**To do:**
1) From the article on the Arizona governor's race, reproduce word for word the part that opens with the words containing "President Biden’s former" and closes with "their alternative is?".
2) Answer these questions using the article on the Arizona governor's race:
(a) On which CNN program did Kari Lake speak with Dana Bash?
(b) How long a tradition of gubernatorial debates did Lake say Hobbs was destroying?
(c) According to the columnist Bash quoted, what date should be remembered if Hobbs loses?
3) Can you continue the article on the Arizona governor's race from the point where it stops?

Page excerpt Block Start

Talk about a tough act to follow. Democrat gubernatorial nominee Katie Hobbs followed her Republican opponent in the Arizona race, Kari Lake, who blasted Hobbs for ducking any debate before the election. Lake told CNN’s Dana Bash on State of the Union that Hobbs was a “coward” for refusing even a single debate.
“The people of Arizona will never support and vote for a coward like Katie Hobbs who won’t show up on a debate stage,” Lake declared. “She’s single-handedly destroying a 20-year tradition of gubernatorial debates because of her cowardice.”
Immediately afterward, Hobbs appeared and Bash pressed her on both the debate question and on what limits she would support on abortion. And on both points, Hobbs proved Lake correct on cowardice:
"A lot of Democrats are questioning your decision."@DanaBashCNN asks Democratic gubernatorial candidate for Arizona Katie Hobbs why she refuses to debate her Republican opponent Kari Lake. @CNNSotu #CNNSOTU pic.twitter.com/VAR47wwXMa
— CNN (@CNN) October 16, 2022
BASH: You declined to participate in a PBS debate against Kari Lake. Here’s what one columnist from “The Arizona Republican” wrote. Laurie Roberts and from “The Arizona Republic,” this is what she wrote. She wrote: “If Katie Hobbs loses, remember October 12, the day she ran away from confronting Kari Lake. Democrats in Arizona are known for snatching defeat from the jaws of victory, but Hobbs’ refusal to debate her opponent on Wednesday represents a new level of political malpractice.”
Why won’t you debate her?
HOBBS: Look, Kari Lake has made it clear time and time again that she’s not interested in having substantive, in-depth conversations about the issues that matter to Arizonans. She only wants a scenario where she can control the dialogue. And she’s refused to sit down in a one-on-one, lengthy conversation to really clarify with Arizonans where she is on the issues. She’s the one who’s afraid of talking to voters where she’s at. And we are doing everything we can to take — to make our case directly to the voters of Arizona.
And I guarantee you, I guarantee you that, when Arizonans who are struggling, when they go to open their ballot, when they’re thinking about the fact that they’re not sure how they’re going to put food on the table, they’re rationing their insulin, or they’re thinking about having to drive their niece or their sister or their daughter to California to get the health care that they need, they’re not going to look at their ballot and say, damn it, Katie Hobbs didn’t debate her opponent.
BASH: She just came and sat down with me and answered my questions for a lot of minutes.
HOBBS: Yet…
BASH: A lot of Democrats are questioning your decision. And they’re saying it’s the wrong decision.
President Biden’s former 2020 co-chair said: “I would debate, and I would want the people of Arizona to know what my platform is.”
If you think she’s as dangerous as you’re saying to democracy, is it your responsibility as a candidate who wants to run Arizona to show and explain who their alternative is?
HOBBS: That is exactly what I’m doing right now.

Page excerpt Block End
Study material Block Start

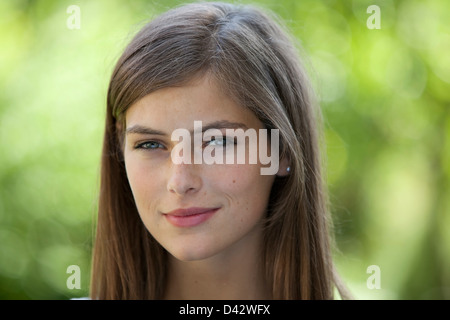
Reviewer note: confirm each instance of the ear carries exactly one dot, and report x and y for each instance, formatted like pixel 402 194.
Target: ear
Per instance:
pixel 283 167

Study material Block End
Study material Block Start

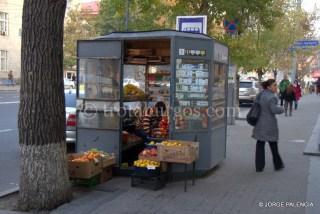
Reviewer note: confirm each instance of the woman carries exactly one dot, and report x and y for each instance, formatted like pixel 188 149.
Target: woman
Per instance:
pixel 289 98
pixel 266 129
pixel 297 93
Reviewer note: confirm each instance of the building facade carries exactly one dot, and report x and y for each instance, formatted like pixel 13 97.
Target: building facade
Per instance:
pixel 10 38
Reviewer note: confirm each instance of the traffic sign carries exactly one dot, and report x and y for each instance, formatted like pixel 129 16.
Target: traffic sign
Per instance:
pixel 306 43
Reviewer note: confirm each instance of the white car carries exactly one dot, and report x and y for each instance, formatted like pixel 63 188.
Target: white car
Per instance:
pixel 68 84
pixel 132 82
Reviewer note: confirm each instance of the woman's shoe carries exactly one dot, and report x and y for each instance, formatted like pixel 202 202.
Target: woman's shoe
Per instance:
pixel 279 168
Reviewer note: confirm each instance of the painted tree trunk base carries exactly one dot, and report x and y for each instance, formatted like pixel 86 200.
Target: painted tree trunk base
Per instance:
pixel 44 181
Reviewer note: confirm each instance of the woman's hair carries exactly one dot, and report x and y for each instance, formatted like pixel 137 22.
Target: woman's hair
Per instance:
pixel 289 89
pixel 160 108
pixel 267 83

Study material Block End

**Answers to each task:**
1)
President Biden’s former 2020 co-chair said: “I would debate, and I would want the people of Arizona to know what my platform is.”
If you think she’s as dangerous as you’re saying to democracy, is it your responsibility as a candidate who wants to run Arizona to show and explain who their alternative is?

2)
(a) State of the Union
(b) A 20-year tradition
(c) October 12

3)
And not doing particularly well at it. Hobbs ducked on abortion, too:
HOBBS: Look, when you’re talking about late-term abortion, that is incredibly, extremely rare. And it’s happening if there is — if that conversation is happening, it’s because there’s something that’s gone incredibly wrong in the pregnancy. And politicians do not belong in that decision. There’s no one-size…
BASH: But what do you support? What should the limits be?
HOBBS: The decision about abortion should be between a patient and their doctor.
BASH: So there should be no limits in the law? It should only be decided in the medical office?
HOBBS: Government making these kinds of mandates interferes with the care that doctors need to provide to their patients. They don’t belong in these decisions.
BASH: OK. So, just to be clear, if you become governor, you will push for a law that has absolutely no limits in any point of the pregnancy on abortion? That’s your position? That’s what you would want to be the law of the land in Arizona?
HOBBS: The fact is right now that we have very limited options, and that we need to get politicians out of the way and let doctors provide the care that they are trained to provide, the health care that their patients need. Politicians don’t belong in those decisions.
So not only is Hobbs a coward, she’s an extremist coward on abortion. Once again, the entire Democrat Party is responsible for this failure after deciding to run on abortion in the first place. Not only is that low on voter priorities in the middle of an inflationary wage meltdown, but it’s Democrats who are extreme on this issue. As soon as they began making it their central message, they opened up every one of their candidates to the questioning that Bash employs here — and none of them have a good answer for it. They can’t endorse a limit on abortion and hold onto their base, but they can’t avoid a limit on it and keep anyone outside of that progressive base, either.
Perhaps they hoped that media outlets simply wouldn’t press those questions. If so, they miscalculated spectacularly.
Hobbs’ cowardice on all points comes across in every answer here, painfully so on the issue of the debate. Hobbs’ complaint comes down to calling Lake a meanie and crying for a note to be excused from PE. That is not going to impress many voters, in or out of Arizona.